What to do: Show each line of the entries below in which the word "submerged" appears.

*-*-*

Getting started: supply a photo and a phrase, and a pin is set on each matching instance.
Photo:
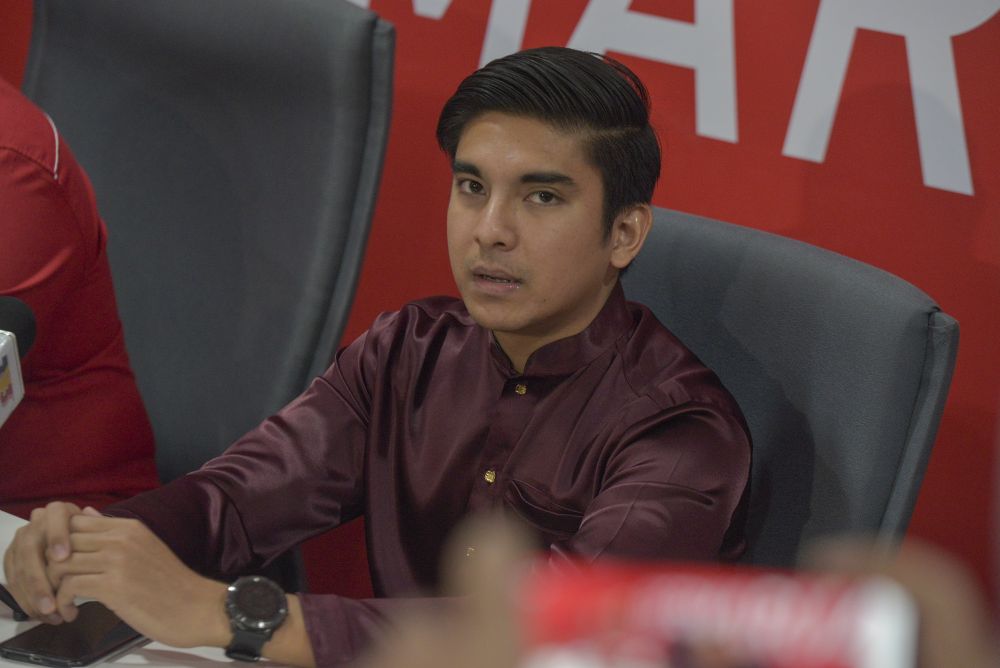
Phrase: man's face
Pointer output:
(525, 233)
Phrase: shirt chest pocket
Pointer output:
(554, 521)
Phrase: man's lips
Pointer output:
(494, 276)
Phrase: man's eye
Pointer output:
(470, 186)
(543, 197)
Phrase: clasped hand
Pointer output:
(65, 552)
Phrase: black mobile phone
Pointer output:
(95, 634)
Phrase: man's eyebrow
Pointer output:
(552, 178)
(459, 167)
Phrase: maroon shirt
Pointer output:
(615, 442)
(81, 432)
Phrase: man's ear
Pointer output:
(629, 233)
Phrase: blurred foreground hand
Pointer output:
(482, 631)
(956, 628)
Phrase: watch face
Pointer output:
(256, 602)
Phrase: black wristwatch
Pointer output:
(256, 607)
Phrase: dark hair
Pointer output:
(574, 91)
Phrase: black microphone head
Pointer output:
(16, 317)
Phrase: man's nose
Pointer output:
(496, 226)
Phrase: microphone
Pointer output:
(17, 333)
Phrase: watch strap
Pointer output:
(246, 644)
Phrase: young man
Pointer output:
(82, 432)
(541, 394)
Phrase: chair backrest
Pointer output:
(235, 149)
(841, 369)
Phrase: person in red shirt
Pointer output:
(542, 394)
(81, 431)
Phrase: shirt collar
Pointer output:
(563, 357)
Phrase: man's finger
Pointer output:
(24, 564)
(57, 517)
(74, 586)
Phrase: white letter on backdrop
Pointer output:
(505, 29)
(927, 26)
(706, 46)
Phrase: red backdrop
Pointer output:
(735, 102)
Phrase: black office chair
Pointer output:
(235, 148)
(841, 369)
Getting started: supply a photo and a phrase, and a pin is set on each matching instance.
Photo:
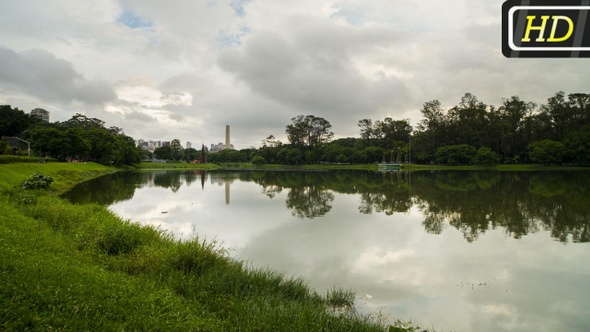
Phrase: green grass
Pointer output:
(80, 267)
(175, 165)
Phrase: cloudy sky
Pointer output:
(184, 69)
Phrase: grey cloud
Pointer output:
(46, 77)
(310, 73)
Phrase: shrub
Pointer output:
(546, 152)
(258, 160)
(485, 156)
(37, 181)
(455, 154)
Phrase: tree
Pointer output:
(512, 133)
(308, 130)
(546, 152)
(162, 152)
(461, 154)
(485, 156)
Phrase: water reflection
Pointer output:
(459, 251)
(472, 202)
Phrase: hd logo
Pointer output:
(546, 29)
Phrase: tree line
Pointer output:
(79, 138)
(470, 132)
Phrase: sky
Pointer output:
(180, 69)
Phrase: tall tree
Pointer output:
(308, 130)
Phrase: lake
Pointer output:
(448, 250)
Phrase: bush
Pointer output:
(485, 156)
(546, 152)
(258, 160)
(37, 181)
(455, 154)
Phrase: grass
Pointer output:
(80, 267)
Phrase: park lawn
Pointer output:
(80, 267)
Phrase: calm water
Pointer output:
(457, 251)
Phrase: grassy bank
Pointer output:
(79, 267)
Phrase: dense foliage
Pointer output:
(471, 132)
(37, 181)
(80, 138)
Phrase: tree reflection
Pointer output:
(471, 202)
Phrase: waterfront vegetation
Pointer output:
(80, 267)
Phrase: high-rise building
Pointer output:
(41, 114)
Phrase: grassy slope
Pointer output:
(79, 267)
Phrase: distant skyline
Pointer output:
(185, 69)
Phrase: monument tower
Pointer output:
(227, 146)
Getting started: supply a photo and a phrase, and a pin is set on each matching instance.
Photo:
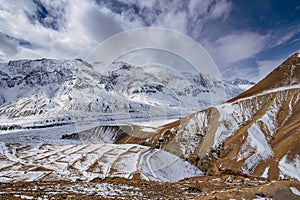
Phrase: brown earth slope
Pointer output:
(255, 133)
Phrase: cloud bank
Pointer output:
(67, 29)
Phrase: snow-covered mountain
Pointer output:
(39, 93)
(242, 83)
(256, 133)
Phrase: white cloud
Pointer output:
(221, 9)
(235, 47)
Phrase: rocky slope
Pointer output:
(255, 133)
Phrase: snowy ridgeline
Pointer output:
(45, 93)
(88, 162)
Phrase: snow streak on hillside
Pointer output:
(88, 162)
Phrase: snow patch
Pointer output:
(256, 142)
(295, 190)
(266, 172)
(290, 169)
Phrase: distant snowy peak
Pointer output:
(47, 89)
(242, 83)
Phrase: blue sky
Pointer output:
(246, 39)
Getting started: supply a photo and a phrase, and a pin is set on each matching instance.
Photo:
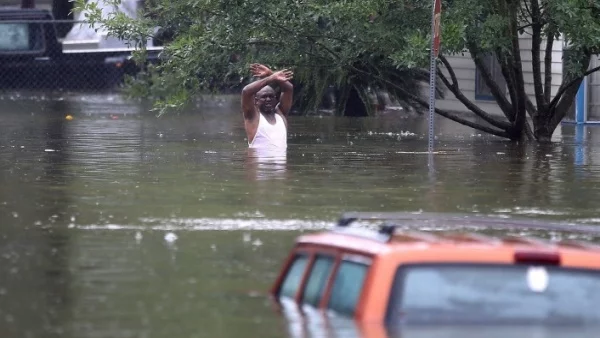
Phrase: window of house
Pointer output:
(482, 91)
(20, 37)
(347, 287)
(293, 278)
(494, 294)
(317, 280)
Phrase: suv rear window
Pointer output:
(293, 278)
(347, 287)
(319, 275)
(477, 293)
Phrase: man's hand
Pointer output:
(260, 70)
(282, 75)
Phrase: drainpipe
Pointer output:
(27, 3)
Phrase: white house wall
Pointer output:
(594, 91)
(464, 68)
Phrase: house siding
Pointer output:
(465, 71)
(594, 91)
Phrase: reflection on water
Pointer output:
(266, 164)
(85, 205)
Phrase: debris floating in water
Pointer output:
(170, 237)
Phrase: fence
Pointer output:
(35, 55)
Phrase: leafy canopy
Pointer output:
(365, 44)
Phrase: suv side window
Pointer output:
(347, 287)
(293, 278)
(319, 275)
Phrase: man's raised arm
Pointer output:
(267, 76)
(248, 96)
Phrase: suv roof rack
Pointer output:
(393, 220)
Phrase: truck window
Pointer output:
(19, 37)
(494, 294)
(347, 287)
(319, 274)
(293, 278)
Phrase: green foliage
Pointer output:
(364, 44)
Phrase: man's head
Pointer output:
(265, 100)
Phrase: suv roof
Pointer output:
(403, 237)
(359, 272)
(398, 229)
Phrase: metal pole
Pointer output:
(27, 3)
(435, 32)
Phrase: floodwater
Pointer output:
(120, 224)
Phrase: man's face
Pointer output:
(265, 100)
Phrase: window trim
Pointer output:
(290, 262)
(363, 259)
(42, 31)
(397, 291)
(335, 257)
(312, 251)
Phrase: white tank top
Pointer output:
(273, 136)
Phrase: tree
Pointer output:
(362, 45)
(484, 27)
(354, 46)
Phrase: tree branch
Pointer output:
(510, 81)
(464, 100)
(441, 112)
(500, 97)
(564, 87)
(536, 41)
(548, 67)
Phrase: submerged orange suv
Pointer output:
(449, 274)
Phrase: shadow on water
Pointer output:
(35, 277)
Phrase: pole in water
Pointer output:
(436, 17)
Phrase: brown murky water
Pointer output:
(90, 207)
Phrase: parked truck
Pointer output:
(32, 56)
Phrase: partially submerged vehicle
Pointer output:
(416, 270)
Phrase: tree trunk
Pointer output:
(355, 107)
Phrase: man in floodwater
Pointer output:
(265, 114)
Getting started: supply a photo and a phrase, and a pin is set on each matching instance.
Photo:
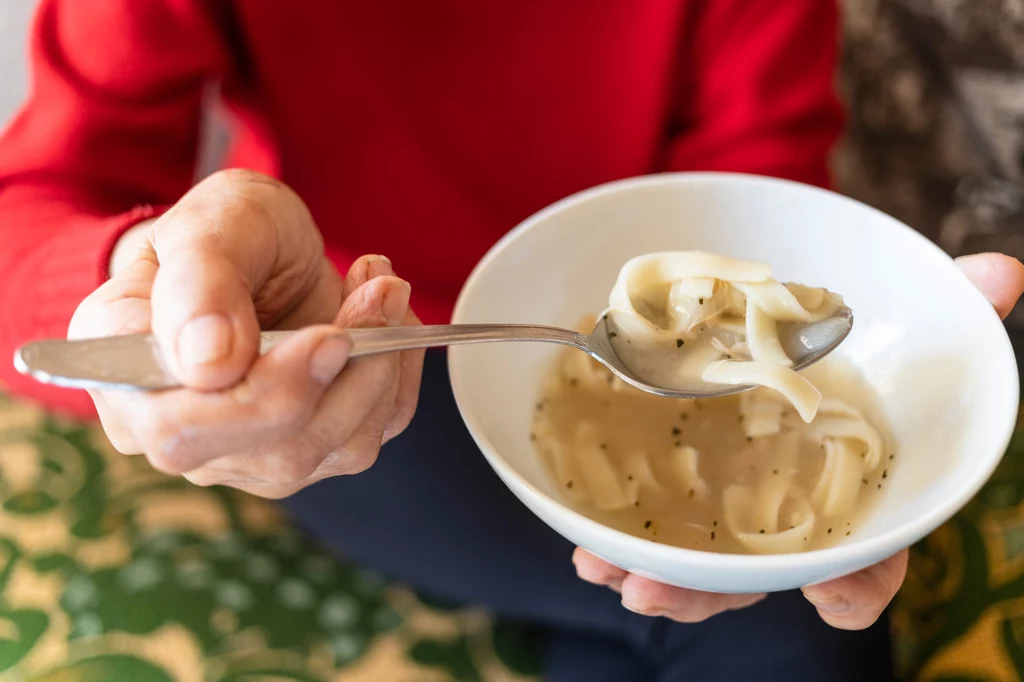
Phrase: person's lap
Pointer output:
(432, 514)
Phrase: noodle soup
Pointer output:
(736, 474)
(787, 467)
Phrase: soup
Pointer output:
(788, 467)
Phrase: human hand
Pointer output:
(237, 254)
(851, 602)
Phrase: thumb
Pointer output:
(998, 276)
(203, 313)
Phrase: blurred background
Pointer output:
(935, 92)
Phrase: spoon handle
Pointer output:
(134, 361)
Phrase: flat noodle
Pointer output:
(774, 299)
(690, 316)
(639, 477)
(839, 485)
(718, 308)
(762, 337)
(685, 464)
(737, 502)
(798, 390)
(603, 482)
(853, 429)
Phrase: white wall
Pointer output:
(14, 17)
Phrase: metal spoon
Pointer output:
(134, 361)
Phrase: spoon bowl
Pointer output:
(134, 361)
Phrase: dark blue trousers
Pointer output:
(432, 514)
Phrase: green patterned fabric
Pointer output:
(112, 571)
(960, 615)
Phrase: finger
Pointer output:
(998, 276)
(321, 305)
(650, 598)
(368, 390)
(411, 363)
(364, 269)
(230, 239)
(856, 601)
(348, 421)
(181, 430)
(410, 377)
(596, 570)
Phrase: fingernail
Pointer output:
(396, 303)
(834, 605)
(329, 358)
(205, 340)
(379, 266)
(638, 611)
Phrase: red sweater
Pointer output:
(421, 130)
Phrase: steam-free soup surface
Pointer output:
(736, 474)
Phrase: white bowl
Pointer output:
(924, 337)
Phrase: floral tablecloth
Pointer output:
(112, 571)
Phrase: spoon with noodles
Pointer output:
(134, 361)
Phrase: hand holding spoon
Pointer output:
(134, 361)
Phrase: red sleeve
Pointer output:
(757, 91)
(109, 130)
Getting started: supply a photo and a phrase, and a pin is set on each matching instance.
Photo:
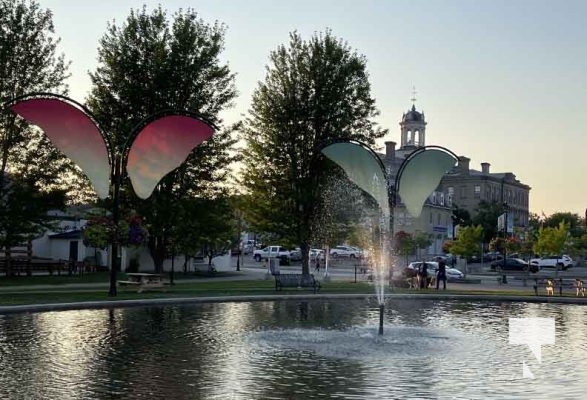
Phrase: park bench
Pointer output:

*-*-*

Response:
Phrase: submerged orange suv
Phrase: partially submerged vehicle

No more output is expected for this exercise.